(Items from a labeling collection)
::::::::::

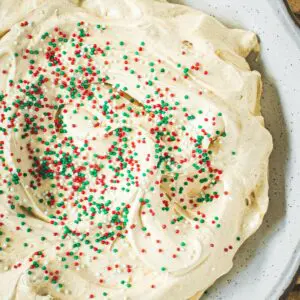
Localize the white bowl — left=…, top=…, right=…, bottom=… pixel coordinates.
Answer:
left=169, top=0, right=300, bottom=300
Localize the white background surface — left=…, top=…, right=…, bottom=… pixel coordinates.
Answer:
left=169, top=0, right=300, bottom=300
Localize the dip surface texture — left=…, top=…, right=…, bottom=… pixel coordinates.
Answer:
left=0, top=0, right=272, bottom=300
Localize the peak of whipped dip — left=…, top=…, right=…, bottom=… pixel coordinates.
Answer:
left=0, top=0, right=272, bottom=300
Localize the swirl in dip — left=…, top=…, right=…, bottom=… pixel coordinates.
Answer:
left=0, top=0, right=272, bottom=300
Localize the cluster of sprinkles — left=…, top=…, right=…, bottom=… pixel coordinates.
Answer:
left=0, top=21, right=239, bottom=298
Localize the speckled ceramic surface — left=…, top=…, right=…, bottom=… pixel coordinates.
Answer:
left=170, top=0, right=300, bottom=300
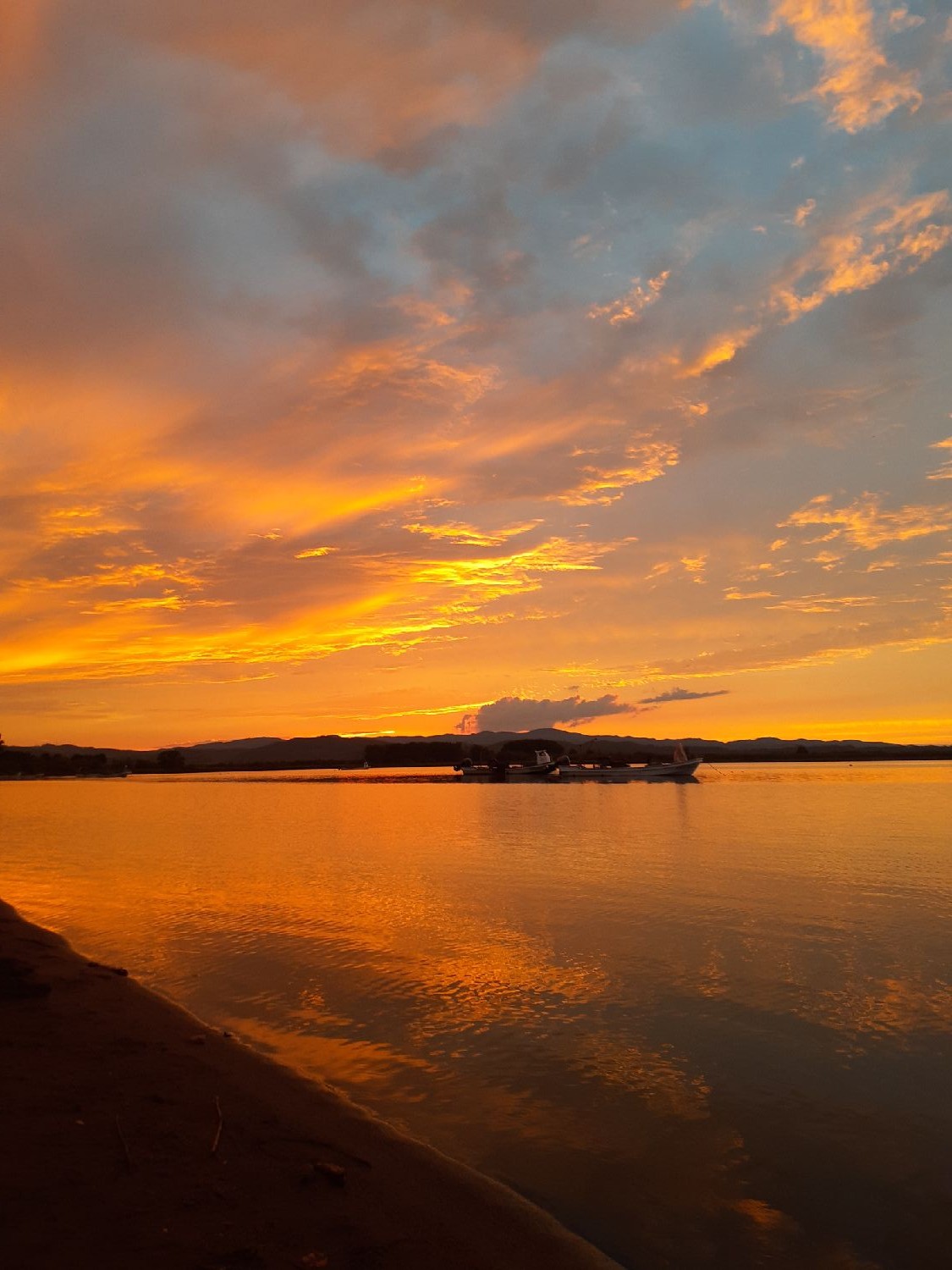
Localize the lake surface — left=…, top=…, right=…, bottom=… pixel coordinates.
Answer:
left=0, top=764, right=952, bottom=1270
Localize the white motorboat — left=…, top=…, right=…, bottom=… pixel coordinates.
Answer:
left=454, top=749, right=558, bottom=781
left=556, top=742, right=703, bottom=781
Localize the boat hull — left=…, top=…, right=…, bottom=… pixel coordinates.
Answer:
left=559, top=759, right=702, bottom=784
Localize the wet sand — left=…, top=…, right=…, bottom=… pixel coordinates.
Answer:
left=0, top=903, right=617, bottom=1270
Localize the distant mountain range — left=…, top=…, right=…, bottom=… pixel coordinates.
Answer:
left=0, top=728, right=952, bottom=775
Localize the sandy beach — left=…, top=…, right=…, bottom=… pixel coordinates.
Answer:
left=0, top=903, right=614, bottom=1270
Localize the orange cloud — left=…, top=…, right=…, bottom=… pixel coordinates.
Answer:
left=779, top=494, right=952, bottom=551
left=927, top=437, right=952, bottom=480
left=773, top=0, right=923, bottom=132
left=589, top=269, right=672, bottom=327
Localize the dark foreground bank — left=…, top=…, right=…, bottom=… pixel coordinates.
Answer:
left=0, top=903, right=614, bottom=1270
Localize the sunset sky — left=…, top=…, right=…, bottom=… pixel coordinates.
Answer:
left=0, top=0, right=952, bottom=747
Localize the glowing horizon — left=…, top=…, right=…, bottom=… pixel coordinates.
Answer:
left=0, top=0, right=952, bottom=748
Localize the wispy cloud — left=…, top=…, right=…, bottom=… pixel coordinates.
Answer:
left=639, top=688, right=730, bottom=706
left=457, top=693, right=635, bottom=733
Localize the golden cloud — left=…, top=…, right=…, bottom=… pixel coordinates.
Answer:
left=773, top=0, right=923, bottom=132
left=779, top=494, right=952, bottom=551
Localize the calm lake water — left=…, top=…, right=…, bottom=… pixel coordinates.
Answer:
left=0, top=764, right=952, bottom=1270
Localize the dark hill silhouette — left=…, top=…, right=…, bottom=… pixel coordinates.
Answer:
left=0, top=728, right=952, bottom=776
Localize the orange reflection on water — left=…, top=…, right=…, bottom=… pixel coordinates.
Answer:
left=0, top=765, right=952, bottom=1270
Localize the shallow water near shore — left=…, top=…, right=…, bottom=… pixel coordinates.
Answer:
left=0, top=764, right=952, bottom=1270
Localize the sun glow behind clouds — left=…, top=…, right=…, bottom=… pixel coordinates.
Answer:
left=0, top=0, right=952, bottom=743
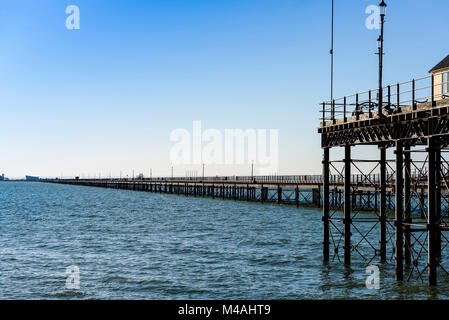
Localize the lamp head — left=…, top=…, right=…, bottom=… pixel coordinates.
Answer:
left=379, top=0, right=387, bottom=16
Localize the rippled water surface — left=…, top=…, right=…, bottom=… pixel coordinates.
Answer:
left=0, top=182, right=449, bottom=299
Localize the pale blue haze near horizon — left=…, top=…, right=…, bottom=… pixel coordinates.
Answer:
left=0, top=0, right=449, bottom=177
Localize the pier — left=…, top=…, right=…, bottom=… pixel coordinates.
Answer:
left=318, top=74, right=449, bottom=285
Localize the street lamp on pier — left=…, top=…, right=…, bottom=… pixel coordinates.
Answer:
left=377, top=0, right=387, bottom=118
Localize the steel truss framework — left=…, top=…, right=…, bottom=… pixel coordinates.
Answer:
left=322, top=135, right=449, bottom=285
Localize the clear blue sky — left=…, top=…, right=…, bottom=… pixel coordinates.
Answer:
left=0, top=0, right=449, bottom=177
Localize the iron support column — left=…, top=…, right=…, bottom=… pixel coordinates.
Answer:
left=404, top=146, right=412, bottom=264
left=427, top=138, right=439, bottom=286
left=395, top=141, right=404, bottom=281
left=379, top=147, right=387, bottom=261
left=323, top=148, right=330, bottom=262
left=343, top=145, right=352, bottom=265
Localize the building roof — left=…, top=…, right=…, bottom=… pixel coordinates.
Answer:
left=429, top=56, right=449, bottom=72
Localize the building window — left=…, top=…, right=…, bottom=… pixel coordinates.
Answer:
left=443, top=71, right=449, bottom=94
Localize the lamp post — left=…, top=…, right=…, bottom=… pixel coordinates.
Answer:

::::::::::

Rewrite only the part that opens with the line containing "Localize the white motorboat" and closes with the line containing "left=457, top=693, right=635, bottom=733", substituting "Locate" for every "Localize" and leaving everything else unchanged.

Locate the white motorboat — left=…, top=…, right=…, bottom=… pixel coordinates.
Answer:
left=454, top=749, right=558, bottom=781
left=556, top=742, right=703, bottom=781
Locate the boat hull — left=…, top=…, right=…, bottom=… pixel coordinates.
Answer:
left=559, top=759, right=702, bottom=784
Locate the wet sand — left=…, top=…, right=…, bottom=… pixel coordinates.
Answer:
left=0, top=903, right=617, bottom=1270
Locate the distant mountain range — left=…, top=…, right=…, bottom=… pixel coordinates.
Answer:
left=0, top=728, right=952, bottom=775
Locate the sandy beach — left=…, top=…, right=…, bottom=… pixel coordinates.
Answer:
left=0, top=903, right=614, bottom=1270
Locate the orange cloud — left=…, top=…, right=…, bottom=… pixel coordinates.
Answer:
left=779, top=494, right=952, bottom=551
left=927, top=437, right=952, bottom=480
left=773, top=0, right=923, bottom=132
left=589, top=269, right=672, bottom=327
Locate the dark foreground bank — left=…, top=…, right=…, bottom=… pixel coordinates.
Answer:
left=0, top=903, right=614, bottom=1270
Locate the sunset sky — left=…, top=…, right=…, bottom=… pixel coordinates.
Answer:
left=0, top=0, right=952, bottom=747
Locate the glowing horizon — left=…, top=…, right=…, bottom=… pixel coordinates.
Answer:
left=0, top=0, right=952, bottom=748
Locate the wispy cloud — left=…, top=…, right=…, bottom=… pixel coordinates.
Answer:
left=639, top=688, right=730, bottom=706
left=457, top=693, right=635, bottom=733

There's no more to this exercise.